── SELECTED EXCERPT ──

One of the themes I revisit in most of my books is the issue of what I really believe. For many of us, that's the internal journey of a lifetime!
Today I talk to physicist and Christian, Randy Ingermanson, about his City of God series and how he reconciles faith and science in his books.
You can watch the video below or here on YouTube, or listen to the audio on SoundCloud.
Randy Ingermanson is a physicist and geek suspense novelist. His books include the Oxygen series, the City of God series and Double Vision, as well as books for writers.
- What is geek suspense anyway? How Randy loves books by Michael Crichton, and how his writing always includes geeky, smart people who have adventures. How he became a physicist and then started writing
- How modern physics is a story about how the Universe got here. I talk about how I did Theology at Oxford and my boyfriend was a physicist so I combined religion and science. We discuss the line between religion and science.
- Randy was raised in a religious home as a 7th Day Adventist. This has impacted his writing, and he continues to try and explore what he believes in his books through the eyes of his characters. How physics is very good at understanding HOW the Universe works, but not WHY the Universe works. We started with hydrogen and we ended up with people.
- About Randy's City of God series. A rogue physicist travels back in time to kill the Apostle Paul. The book has a Messianic Jew, Rivka, who ends up with a Jewish theoretical physicist and accidentally walks through a portal to 1st century Jerusalem. Now they must stop the assassination of Paul.
- On the culture shock of using Jerusalem as a backdrop to the story. A short history of 1st century Jerusalem and what was to come in that century, including the destruction of the Temple and the emergence of Rabbinic Judaism, as well as Christianity moving out of Israel to Rome.
- How Randy visited Jerusalem in 1991 as part of his research and how Jerusalem is one of my favorite cities that keeps appearing in my books. How we were both influenced by The Source by James Michener.

───
── DATA LINES ──

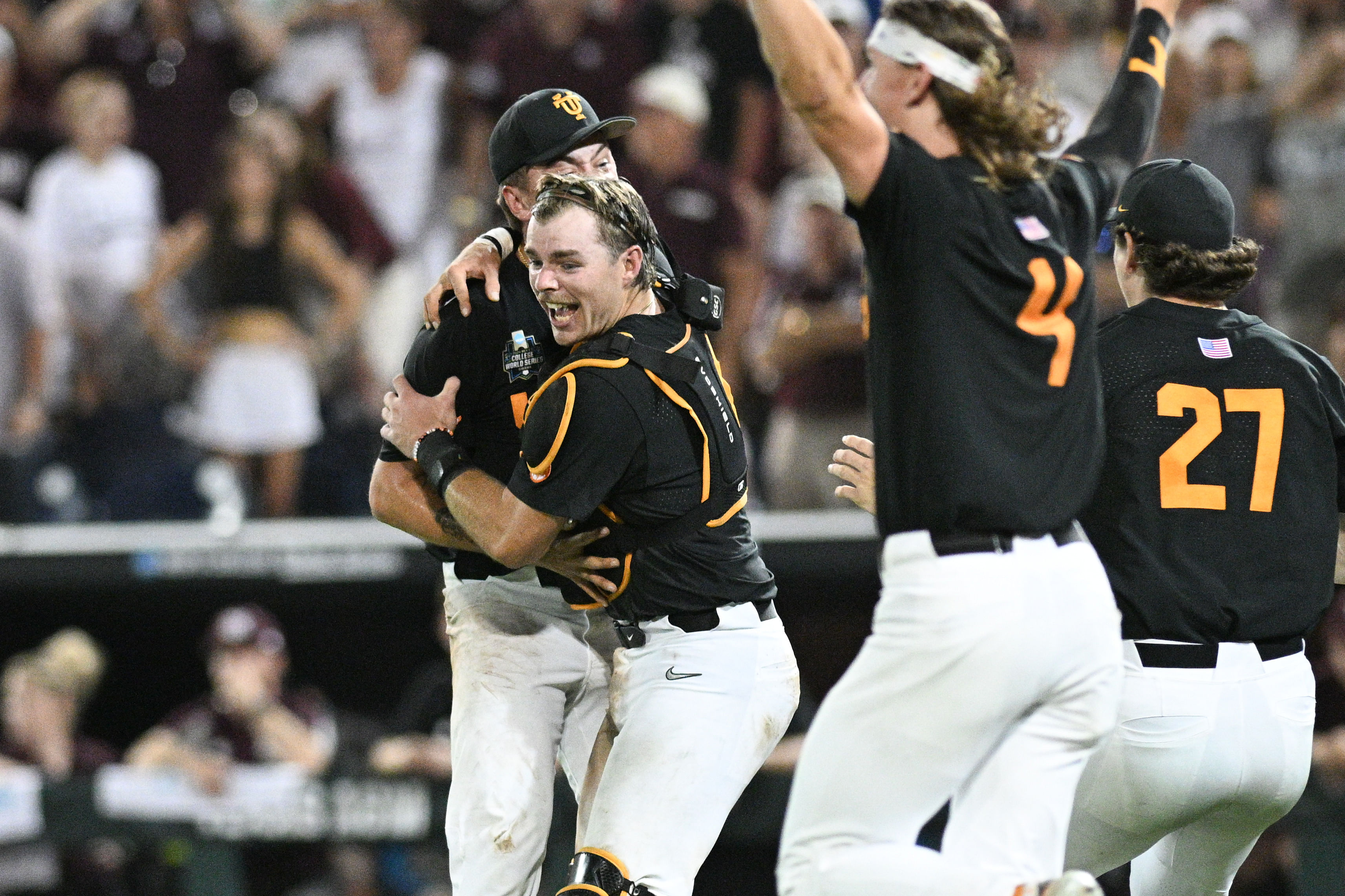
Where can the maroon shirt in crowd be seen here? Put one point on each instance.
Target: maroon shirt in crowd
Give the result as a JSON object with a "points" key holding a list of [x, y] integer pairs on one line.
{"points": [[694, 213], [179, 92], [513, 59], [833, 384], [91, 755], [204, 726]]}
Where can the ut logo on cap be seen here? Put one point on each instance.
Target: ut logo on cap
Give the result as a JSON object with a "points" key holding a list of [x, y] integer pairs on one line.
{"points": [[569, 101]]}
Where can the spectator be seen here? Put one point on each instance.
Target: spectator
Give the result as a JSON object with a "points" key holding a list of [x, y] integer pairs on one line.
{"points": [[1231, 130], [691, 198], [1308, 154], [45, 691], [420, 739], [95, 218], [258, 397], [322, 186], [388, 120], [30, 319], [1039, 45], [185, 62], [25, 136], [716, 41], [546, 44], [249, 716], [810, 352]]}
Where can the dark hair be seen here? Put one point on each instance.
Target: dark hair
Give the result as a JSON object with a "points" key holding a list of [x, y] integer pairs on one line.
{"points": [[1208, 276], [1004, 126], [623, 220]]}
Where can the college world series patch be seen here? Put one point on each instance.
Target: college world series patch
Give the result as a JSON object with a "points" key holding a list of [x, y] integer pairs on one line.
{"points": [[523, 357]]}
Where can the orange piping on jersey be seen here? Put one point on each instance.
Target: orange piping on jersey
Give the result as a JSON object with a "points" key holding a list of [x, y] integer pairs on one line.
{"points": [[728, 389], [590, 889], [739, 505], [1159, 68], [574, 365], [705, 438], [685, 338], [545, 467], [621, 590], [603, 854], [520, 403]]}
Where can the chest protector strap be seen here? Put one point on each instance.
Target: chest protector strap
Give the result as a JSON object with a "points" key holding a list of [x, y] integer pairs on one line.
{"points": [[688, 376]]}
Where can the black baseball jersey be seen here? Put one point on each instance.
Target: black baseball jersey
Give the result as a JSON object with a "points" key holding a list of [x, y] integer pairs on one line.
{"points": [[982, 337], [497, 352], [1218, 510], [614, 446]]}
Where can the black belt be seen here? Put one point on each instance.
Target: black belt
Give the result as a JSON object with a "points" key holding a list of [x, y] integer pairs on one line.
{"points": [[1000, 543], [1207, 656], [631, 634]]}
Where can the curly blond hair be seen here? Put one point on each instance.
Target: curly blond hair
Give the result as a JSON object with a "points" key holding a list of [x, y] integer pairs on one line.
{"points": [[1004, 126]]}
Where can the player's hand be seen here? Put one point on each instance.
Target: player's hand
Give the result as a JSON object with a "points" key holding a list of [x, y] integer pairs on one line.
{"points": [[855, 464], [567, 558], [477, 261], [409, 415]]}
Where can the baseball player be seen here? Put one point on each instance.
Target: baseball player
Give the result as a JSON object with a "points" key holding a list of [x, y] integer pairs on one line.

───

WHAT YOU NEED TO DO
- a) Copy the portion of the show notes on faith and physics starting at "Today I talk" and ending at "audio on SoundCloud.", swapping "video" for "interview".
- b) Extend the show notes on faith and physics, picking up after their final line.

RESULTS FOR EACH TASK
- a)
Today I talk to physicist and Christian, Randy Ingermanson, about his City of God series and how he reconciles faith and science in his books.
You can watch the interview below or here on YouTube, or listen to the audio on SoundCloud.

- b)
- How we have to write out of our own experience and passions – for us, it's religion and the supernatural! Plus, Randy brings in an element of romance – he's far more romantic than me! We both write powerful female characters.
- On Randy's research for the Oxygen series which features a journey to Mars.
You can find Randy at Ingermanson.com and you can get his first book in the City of God series, Transgression, for free on Amazon here.
Transcription of interview with Randy Ingermanson
Joanna: Hi everyone, I'm thriller author J.F. Penn and today I'm here with Randy Ingermanson. Hi, Randy.
Randy: Hey, Joanna.
Joanna: Thanks for coming on the show. So just a little introduction, Randy is a physicist and geek-suspense novelist, his books include the Oxygen Series, The City of God series, and Double Vision, as well as books for writers.
So Randy, tell us a bit more about you and you're writing background, and what is a geek suspense novelist anyway?
Randy: Geek suspense is what I write. I like suspense, I've always loved suspense. I always liked Ken Follett, Michael Crichton, Robert Ludlum, Tom Clancy, those kinds of people. But my fiction, for whatever reason, always includes really geeky people. Physicists, mathematicians, engineers, historians, archaeologists, people who have PhDs and for them that's just normal. They don't consider themselves smarter than anyone else. They just think that they're normal and they just live their lives that way, but they have all these weird adventures and do things that are exciting and fun. So that's what I mean when I talk about geek suspense, the sort of life I would have if I had a life, you know?
Joanna: But tell us a bit more about your background as a physicist and what you've done.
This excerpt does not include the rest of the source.